OBJECTIVE:
Count the lines below that contain the string "distant" and reply with the number alone.

SUPPLIED ENTRIES:

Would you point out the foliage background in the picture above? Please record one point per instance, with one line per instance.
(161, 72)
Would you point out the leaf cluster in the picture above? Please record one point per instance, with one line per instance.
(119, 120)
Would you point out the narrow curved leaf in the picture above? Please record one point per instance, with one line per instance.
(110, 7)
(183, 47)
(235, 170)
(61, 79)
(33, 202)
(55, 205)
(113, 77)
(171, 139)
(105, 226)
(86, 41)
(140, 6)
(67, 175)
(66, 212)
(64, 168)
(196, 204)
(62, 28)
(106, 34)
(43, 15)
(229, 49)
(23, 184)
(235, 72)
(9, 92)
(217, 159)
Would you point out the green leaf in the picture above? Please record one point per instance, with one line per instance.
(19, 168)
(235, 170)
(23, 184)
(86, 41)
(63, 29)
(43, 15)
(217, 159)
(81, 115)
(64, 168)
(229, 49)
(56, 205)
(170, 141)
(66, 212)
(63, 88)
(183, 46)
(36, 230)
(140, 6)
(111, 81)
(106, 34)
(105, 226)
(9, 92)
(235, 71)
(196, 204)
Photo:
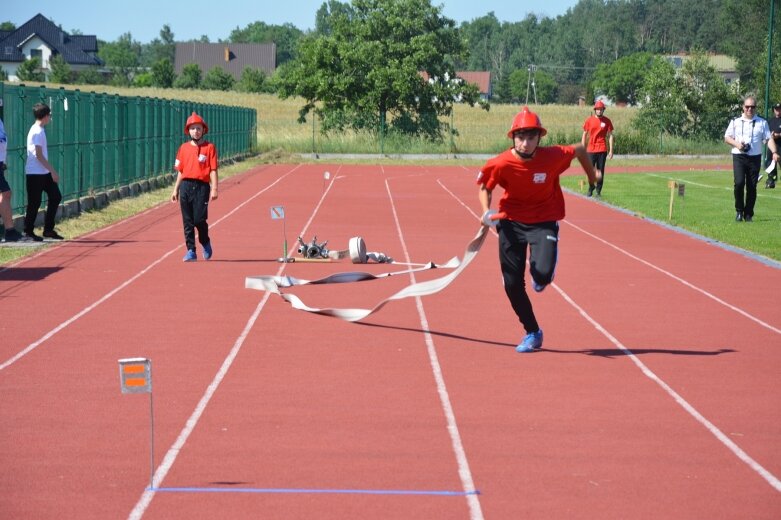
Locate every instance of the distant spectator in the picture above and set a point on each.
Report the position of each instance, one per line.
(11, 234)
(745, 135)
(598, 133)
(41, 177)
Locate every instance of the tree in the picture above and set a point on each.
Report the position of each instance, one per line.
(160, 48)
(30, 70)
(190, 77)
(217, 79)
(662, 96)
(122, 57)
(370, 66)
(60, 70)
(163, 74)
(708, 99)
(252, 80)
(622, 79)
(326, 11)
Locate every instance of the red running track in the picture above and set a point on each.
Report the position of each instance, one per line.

* * *

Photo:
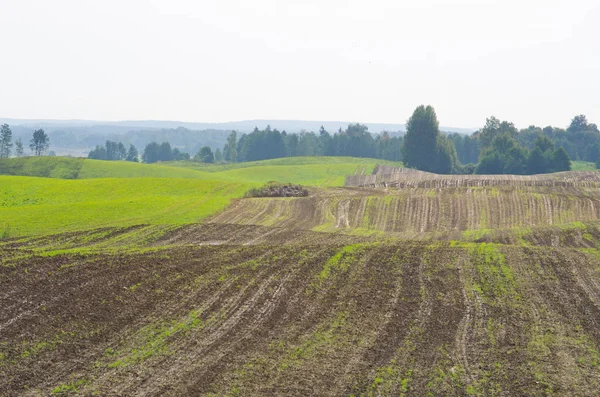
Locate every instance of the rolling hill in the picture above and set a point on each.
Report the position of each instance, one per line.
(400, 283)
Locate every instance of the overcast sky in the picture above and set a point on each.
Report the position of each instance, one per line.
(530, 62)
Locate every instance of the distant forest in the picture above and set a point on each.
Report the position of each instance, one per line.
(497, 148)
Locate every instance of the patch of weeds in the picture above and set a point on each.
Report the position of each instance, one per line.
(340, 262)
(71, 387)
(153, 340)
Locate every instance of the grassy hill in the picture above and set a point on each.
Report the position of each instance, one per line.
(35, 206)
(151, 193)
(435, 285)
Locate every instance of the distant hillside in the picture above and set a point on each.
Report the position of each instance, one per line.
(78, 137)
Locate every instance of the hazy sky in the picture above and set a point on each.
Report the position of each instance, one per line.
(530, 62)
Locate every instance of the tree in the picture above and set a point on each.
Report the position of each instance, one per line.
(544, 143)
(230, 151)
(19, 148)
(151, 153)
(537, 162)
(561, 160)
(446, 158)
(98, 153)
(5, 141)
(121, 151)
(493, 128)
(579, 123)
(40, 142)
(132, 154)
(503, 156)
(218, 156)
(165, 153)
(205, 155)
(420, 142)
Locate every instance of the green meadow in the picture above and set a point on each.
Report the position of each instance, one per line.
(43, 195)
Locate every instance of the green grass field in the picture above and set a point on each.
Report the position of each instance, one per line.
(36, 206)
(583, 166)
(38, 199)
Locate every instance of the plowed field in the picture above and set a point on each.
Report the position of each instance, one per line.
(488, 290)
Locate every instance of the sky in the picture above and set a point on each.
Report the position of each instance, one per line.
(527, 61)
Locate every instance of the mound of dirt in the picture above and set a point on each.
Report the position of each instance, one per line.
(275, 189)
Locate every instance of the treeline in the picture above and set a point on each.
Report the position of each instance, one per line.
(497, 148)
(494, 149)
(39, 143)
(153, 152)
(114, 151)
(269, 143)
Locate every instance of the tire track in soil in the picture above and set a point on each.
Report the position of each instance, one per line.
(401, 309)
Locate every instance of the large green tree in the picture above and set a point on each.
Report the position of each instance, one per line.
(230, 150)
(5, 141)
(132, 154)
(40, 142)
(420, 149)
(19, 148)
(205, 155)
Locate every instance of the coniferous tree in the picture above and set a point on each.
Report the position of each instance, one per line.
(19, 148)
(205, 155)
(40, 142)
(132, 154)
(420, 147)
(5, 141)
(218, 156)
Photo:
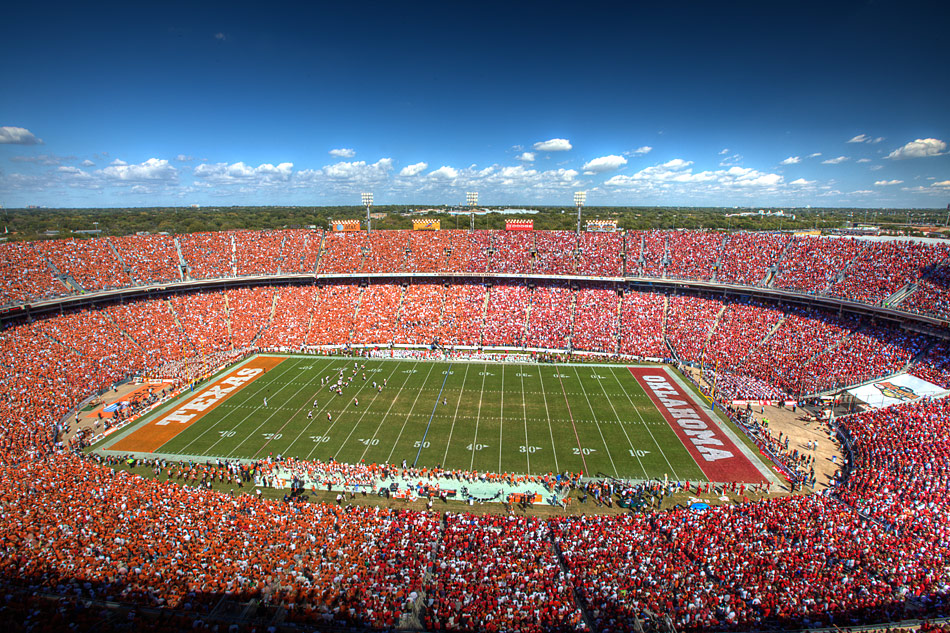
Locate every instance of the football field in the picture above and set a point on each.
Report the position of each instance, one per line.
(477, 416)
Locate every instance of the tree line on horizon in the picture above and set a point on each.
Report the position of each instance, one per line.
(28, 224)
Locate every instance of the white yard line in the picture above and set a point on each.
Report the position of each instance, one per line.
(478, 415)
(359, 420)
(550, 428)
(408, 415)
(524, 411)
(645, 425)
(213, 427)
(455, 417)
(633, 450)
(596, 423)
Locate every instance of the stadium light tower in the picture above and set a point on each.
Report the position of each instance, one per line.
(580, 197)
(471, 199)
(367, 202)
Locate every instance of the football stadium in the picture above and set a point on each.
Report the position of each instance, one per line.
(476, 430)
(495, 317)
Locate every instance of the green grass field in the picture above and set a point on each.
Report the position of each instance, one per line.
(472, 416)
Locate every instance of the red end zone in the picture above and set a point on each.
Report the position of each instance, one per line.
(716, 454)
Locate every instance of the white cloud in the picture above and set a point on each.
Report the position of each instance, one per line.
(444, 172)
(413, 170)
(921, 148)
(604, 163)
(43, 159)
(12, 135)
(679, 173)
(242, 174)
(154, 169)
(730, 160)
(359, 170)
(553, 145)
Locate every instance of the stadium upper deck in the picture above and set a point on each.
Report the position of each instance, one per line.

* * *

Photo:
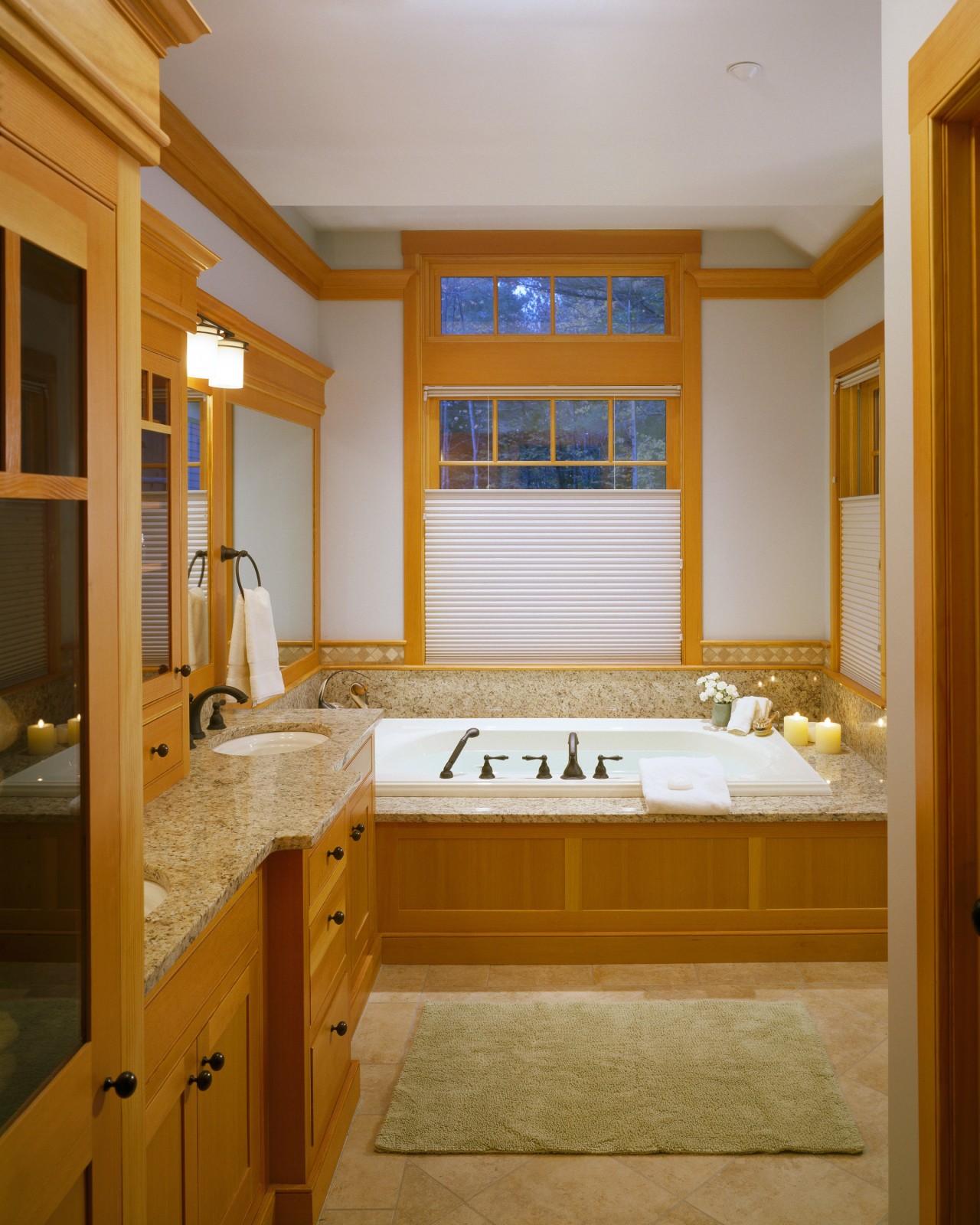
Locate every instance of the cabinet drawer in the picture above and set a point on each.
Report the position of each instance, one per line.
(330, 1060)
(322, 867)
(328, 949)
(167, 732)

TASK SOLUTION:
3